WHAT IS NEEDED:
Render each line of the listing below as a numbered list, skipping any blank lines.

ENTRIES SHOWN:
╭──

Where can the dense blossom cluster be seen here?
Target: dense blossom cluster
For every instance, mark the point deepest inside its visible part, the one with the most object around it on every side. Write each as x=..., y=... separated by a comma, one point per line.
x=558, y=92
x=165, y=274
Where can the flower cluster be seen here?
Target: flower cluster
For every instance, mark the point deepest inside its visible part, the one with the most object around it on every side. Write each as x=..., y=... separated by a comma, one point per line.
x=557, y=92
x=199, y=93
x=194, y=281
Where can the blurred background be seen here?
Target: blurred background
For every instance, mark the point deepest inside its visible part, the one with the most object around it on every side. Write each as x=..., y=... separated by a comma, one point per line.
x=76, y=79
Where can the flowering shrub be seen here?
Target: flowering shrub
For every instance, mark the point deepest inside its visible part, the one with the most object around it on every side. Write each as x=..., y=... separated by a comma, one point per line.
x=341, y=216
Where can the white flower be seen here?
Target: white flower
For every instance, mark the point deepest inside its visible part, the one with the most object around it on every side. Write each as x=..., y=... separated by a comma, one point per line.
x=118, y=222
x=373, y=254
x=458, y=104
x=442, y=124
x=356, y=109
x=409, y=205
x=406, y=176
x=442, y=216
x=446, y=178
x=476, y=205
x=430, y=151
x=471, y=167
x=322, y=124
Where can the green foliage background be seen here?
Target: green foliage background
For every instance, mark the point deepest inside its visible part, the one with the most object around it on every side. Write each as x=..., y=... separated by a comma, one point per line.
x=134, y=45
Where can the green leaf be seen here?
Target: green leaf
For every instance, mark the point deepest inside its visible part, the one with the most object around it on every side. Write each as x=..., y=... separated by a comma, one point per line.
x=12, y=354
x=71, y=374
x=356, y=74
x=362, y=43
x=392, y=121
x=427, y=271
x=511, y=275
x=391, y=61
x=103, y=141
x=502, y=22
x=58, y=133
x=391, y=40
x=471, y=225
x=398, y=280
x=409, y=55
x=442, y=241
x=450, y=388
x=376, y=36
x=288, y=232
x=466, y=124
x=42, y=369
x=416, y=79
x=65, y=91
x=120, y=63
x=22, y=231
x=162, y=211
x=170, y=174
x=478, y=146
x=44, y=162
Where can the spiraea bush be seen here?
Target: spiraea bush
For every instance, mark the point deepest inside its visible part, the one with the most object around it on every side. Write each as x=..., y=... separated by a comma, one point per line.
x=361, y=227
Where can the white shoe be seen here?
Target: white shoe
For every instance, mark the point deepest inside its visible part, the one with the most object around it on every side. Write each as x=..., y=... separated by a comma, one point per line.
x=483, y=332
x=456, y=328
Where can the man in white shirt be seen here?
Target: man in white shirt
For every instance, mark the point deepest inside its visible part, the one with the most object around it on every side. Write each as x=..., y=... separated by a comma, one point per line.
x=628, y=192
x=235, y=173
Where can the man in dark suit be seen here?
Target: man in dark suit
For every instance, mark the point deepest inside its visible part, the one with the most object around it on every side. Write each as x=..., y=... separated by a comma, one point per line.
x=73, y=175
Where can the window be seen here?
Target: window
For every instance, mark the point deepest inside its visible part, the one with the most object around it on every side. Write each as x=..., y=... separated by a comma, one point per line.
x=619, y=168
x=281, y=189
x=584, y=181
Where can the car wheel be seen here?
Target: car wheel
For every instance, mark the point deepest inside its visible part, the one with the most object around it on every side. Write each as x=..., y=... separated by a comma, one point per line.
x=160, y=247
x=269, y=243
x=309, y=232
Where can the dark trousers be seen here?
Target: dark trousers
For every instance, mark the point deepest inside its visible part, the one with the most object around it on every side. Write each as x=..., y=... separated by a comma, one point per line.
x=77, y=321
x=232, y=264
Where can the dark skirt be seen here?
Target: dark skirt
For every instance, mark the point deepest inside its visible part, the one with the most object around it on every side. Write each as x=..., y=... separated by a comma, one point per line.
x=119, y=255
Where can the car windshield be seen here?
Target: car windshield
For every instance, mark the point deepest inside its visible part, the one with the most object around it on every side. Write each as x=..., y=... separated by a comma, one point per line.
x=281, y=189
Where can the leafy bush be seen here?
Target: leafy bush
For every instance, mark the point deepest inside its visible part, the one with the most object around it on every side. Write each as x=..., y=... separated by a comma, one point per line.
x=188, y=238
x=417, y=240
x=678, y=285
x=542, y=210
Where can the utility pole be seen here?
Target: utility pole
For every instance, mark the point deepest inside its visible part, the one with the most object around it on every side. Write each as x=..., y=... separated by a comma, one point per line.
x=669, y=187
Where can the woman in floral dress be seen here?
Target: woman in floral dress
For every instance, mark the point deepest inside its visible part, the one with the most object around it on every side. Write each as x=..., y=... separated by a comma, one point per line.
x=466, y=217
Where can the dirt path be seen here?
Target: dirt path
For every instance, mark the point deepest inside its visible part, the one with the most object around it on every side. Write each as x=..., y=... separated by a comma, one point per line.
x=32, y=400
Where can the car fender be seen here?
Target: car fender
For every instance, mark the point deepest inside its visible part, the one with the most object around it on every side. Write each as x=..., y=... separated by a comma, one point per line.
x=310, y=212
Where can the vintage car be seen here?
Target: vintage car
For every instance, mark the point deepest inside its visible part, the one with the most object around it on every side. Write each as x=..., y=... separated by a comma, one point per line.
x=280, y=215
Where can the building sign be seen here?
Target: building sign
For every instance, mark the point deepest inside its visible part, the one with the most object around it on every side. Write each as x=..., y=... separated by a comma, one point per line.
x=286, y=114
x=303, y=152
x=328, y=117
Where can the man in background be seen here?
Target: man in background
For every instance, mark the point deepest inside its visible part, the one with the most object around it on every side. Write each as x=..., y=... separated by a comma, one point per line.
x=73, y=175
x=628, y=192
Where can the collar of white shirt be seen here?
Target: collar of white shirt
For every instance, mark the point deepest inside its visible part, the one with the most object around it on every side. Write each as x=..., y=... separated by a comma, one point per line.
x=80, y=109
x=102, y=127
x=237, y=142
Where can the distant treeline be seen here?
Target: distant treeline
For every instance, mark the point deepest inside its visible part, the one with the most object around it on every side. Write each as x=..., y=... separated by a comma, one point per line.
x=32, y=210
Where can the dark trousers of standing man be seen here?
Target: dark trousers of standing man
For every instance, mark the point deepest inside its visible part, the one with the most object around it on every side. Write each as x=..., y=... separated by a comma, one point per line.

╰──

EXERCISE RESPONSE:
1. Where can the dense blossom cluster be seen here?
2. Target: dense blossom cluster
3. For every instance, mark the point deepest inside its visible part, the one with the most object around it on every side. Write each as x=..., y=... separated by a comma, one point per line.
4. x=558, y=92
5. x=165, y=274
6. Where can the flower cluster be seen here?
7. Target: flower cluster
8. For every instance, mark the point deepest inside its visible part, the one with the most object around it on every side. Write each as x=..., y=... separated by a comma, one point per line.
9. x=557, y=92
10. x=199, y=93
11. x=194, y=281
12. Where can the blurred background be seen here?
13. Target: blurred background
14. For every instance, mark the point deepest inside its visible part, the one with the most object around it on every side. Write each as x=..., y=... separated by a comma, one point per line.
15. x=76, y=79
16. Where can the flowering shrub be seen here?
17. Target: flowering shrub
18. For every instance, mark the point deepest inside its visible part, the one with the most object around it on every side. Write each as x=..., y=... separated by a comma, one point per line.
19. x=341, y=216
20. Where can the white flower be seen here?
21. Target: white flower
22. For every instance, mark the point deepest inside its visible part, the one with the most object around it on every side. Write each as x=..., y=... separated by a comma, one point per line.
23. x=118, y=222
24. x=373, y=254
25. x=458, y=104
26. x=442, y=124
27. x=356, y=109
28. x=409, y=205
29. x=406, y=176
30. x=442, y=216
31. x=446, y=178
32. x=476, y=205
33. x=430, y=151
34. x=471, y=167
35. x=322, y=124
36. Where can the green foliage background be seen here?
37. Target: green foliage background
38. For every instance, mark the point deepest inside its visible part, the one with the most object around it on every side. Write each as x=..., y=... separated by a comma, one point per line.
39. x=134, y=45
40. Where can the green leaf be seen here?
41. Target: green leaf
42. For every instance, mark the point deepest inside its visible part, the one with the most object around it on every side. Write each as x=..., y=... separated by a comma, one point per line.
43. x=12, y=354
44. x=71, y=374
45. x=356, y=74
46. x=362, y=43
47. x=392, y=121
48. x=427, y=271
49. x=511, y=275
50. x=391, y=61
51. x=103, y=141
52. x=502, y=22
53. x=58, y=133
54. x=391, y=40
55. x=471, y=225
56. x=398, y=280
57. x=409, y=55
58. x=442, y=241
59. x=450, y=388
60. x=376, y=36
61. x=288, y=232
62. x=466, y=124
63. x=42, y=369
64. x=416, y=79
65. x=65, y=91
66. x=120, y=63
67. x=22, y=231
68. x=162, y=211
69. x=170, y=174
70. x=478, y=146
71. x=44, y=162
72. Where can the spiraea bush be seen here?
73. Target: spiraea bush
74. For every instance, mark the point deepest inside its visible part, the one with the most object around it on every side. Write each as x=..., y=... separated by a comma, one point per line.
75. x=361, y=227
76. Where can the white shoe be seen here?
77. Target: white shoe
78. For every instance, mark the point deepest inside its visible part, the one with the most object around it on every side. Write each as x=..., y=... separated by a comma, one point per line.
79. x=483, y=332
80. x=456, y=328
81. Where can the man in white shirt be seen here?
82. Target: man in white shirt
83. For every instance, mark the point deepest inside its visible part, the one with the most object around it on every side. Write each as x=..., y=... separated by a comma, one point per line.
84. x=628, y=192
85. x=235, y=173
86. Where can the man in dark suit be seen here?
87. Target: man in dark suit
88. For every instance, mark the point deepest inside its visible part, the one with the most object around it on every side. Write each as x=..., y=... separated by a comma, one point per line.
89. x=73, y=175
90. Where can the window be seen here?
91. Target: window
92. For every instance, mark the point deepest inside its visible part, the one with the most object around it on every side. Write each as x=..., y=... separated by a comma, one point per line.
93. x=619, y=168
94. x=281, y=189
95. x=584, y=181
96. Where can the car wheel be seen here?
97. Target: car wheel
98. For every instance, mark the point deepest inside its visible part, the one with the most object around it on every side. Write each as x=..., y=... separated by a comma, one point per line.
99. x=160, y=247
100. x=269, y=243
101. x=309, y=232
102. Where can the dark trousers be seen here?
103. Target: dark trousers
104. For every instance, mark the point deepest inside its visible part, the one with the most object around it on every side. Write each as x=..., y=... separated by a comma, one point per line.
105. x=77, y=321
106. x=232, y=264
107. Where can the dark skirt be seen here?
108. Target: dark skirt
109. For every instance, mark the point deepest inside its visible part, the one with the most object around it on every side. Write each as x=..., y=... separated by a comma, one point per line.
110. x=119, y=255
111. Where can the car windshield be seen here?
112. Target: car windshield
113. For every instance, mark the point deepest inside its visible part, the one with the most object around it on every side. Write each as x=..., y=... separated by a comma, one point per line.
114. x=281, y=189
115. Where can the leafy bush be seen here?
116. Target: leafy bush
117. For every instance, mark the point deepest inside its visible part, the one with the most object around it on every side. Write each as x=..., y=... separated by a comma, one point per line.
118. x=188, y=238
119. x=417, y=240
120. x=678, y=285
121. x=542, y=210
122. Where can the utility pole be seen here?
123. Target: utility pole
124. For every instance, mark the point deepest inside its visible part, the one with the most object around it on every side. Write each as x=..., y=... separated by a comma, one point per line.
125. x=669, y=187
126. Where can the woman in floral dress be seen here?
127. Target: woman in floral dress
128. For every instance, mark the point deepest inside its visible part, the one with the most object around it on every side. Write each as x=..., y=... separated by a comma, one point per line.
129. x=466, y=217
130. Where can the dirt path be seen here?
131. Target: dirt path
132. For every instance, mark the point deepest inside its visible part, the one with the most object around it on every side. Write each as x=..., y=... separated by a comma, one point per line.
133. x=32, y=400
134. Where can the car fender be seen here?
135. Target: car fender
136. For every instance, mark the point deepest inside its visible part, the one with the most object around it on every side. Write each as x=..., y=... separated by a comma, one point per line.
137. x=310, y=212
138. Where can the vintage car be seen here?
139. Target: vintage car
140. For every instance, mark the point deepest inside its visible part, the one with the most object around it on every side. Write each as x=..., y=... separated by a comma, one point per line.
141. x=280, y=215
142. Where can the building sign be seen here?
143. Target: building sign
144. For every instance, mark the point deepest inside its visible part, the one with the most object around it on every side. Write each as x=..., y=... separated by a comma, one point per line.
145. x=286, y=114
146. x=303, y=152
147. x=328, y=117
148. Where can the man in background be seen here?
149. Target: man in background
150. For every instance, mark the point deepest inside its visible part, the one with the most object around it on every side. Write each as x=..., y=... separated by a comma, one point per line.
151. x=73, y=175
152. x=628, y=192
153. Where can the collar of white shirt be seen here?
154. Target: collar of white shirt
155. For every instance, mark the point deepest inside its visible part, the one with the most object around it on every side. Write each as x=..., y=... separated by a comma, one point per line.
156. x=80, y=109
157. x=102, y=127
158. x=237, y=142
159. Where can the distant treeline be seen here?
160. Target: distant treeline
161. For every instance, mark the point deepest inside its visible part, the one with the most object around it on every side. Write each as x=..., y=... separated by a comma, one point per line.
162. x=32, y=210
163. Where can the dark trousers of standing man be seen here?
164. Target: dark trousers of standing man
165. For every instance, mark the point deepest inside its visible part, the one with the most object around it on every side. Write each as x=..., y=... separated by a comma, one point per line.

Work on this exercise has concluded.